Work to be completed >> Reproduce each line of the data exactly as it is.

Natural language region descriptions:
***

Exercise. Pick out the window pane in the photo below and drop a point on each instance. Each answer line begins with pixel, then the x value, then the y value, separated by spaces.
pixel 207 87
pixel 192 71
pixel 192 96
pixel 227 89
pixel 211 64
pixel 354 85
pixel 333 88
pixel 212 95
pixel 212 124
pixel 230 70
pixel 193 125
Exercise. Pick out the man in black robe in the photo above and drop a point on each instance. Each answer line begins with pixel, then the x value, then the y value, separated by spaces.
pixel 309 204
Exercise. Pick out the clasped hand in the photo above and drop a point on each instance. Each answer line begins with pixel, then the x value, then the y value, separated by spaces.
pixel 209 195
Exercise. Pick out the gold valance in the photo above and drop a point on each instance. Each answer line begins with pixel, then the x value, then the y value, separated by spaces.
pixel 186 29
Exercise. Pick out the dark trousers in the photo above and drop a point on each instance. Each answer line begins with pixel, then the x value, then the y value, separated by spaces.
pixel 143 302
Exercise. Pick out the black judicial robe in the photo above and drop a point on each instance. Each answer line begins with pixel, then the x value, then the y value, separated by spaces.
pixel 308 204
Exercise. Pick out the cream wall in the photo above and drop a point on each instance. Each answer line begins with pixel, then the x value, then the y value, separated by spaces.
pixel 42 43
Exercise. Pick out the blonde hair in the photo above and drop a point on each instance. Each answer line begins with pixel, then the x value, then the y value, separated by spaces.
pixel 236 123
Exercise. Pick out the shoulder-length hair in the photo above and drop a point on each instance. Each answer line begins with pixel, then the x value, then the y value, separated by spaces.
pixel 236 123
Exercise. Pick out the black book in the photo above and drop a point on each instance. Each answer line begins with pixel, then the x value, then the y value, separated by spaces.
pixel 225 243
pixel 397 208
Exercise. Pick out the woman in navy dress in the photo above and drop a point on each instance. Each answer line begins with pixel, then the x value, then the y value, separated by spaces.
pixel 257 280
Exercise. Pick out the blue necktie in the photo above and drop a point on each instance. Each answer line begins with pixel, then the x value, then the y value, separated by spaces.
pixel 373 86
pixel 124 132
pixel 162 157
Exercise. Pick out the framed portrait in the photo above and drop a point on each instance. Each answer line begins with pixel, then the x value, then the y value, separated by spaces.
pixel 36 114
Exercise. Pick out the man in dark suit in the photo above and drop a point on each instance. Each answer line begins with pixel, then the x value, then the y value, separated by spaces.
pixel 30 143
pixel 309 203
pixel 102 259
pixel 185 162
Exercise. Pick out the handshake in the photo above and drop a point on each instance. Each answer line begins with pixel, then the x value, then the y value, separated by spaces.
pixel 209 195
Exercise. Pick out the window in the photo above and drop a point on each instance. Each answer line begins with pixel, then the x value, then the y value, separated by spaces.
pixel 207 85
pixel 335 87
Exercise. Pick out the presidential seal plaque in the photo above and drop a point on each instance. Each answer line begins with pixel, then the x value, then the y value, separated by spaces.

***

Solved exercise >>
Exercise. Pick out the window pane in the photo below and drop a point on each instance. Each answer line begins with pixel, then the x value, then the y value, separated by spaces.
pixel 207 87
pixel 192 71
pixel 192 96
pixel 227 89
pixel 211 64
pixel 354 85
pixel 333 88
pixel 212 95
pixel 212 124
pixel 230 70
pixel 193 125
Exercise. Pick out the man in black robe in the photo above and drop a point on each instance. Each answer line begins with pixel, then the x value, then the y value, separated by spaces.
pixel 309 204
Exercise. Pick out the clasped hand in the photo above and drop a point on each instance. Each answer line begins with pixel, then the x value, then the y value, separated by spaces.
pixel 209 195
Exercise. Pick out the gold valance in the photo above and drop a point on each instance. Each answer line begins with pixel, then the x value, then the y value, separated by spaces.
pixel 186 29
Exercise. Pick out the dark trousers in the photo above and drop a point on each instance. Each answer line begins with pixel, then the x value, then the y value, separated by spaces.
pixel 143 302
Exercise. Pick out the black judicial robe in the photo above and drop a point on each instance. Each answer line begins with pixel, then the x value, then the y value, separated by spaces.
pixel 308 204
Exercise. Pick out the cream wall in the photo above and drop a point on each instance. Each answer line begins with pixel, then the x value, then the y value, separated by spaces.
pixel 42 43
Exercise. Pick out the blonde hair in the photo above and drop a point on each instance. Each answer line begins with pixel, then the x value, then the y value, separated by spaces.
pixel 236 123
Exercise. Pick out the shoulder-length hair in the photo above and drop a point on each instance. Each answer line begins with pixel, then the x value, then the y value, separated by spaces.
pixel 236 123
Exercise. Pick out the black book in the photo above and drop a point on each instance. Each answer line begins with pixel, then the x value, then the y value, separated by spaces.
pixel 225 243
pixel 397 208
Exercise. Pick out the woman in navy dress in the photo above and drop a point on each instance. Each answer line begins with pixel, then the x value, then the y value, separated by spaces.
pixel 257 280
Exercise. Pick out the blue necktie in the photo above and drop a point on each instance. Each answer line begins with pixel, then the x value, then the y value, separated by spaces.
pixel 373 86
pixel 124 132
pixel 162 157
Exercise. Pick out the framed portrait in the photo above and drop a point on each instance. Each answer line begins with pixel, then the x value, then the y value, separated by spaces.
pixel 36 114
Exercise. Pick out the man in dark suit in the photo above and drop a point on each instance. Each answer line begins with pixel, then the x value, then the y value, separated by spaces.
pixel 30 143
pixel 309 203
pixel 102 259
pixel 185 162
Exercise. Pick out the handshake in the photo above and drop a point on each instance. Each answer line begins with pixel, then the x value, then the y value, separated by spaces.
pixel 209 195
Exercise. Pick out the window in the photo above and drop a point on each instance. Each answer line begins with pixel, then the x value, then the y value, separated by spaces.
pixel 207 85
pixel 335 87
Exercise. Pick out the presidential seal plaque in the photo above and drop a point on each instance. Each answer line begins with pixel, then the x value, then the y value, separated by spaces.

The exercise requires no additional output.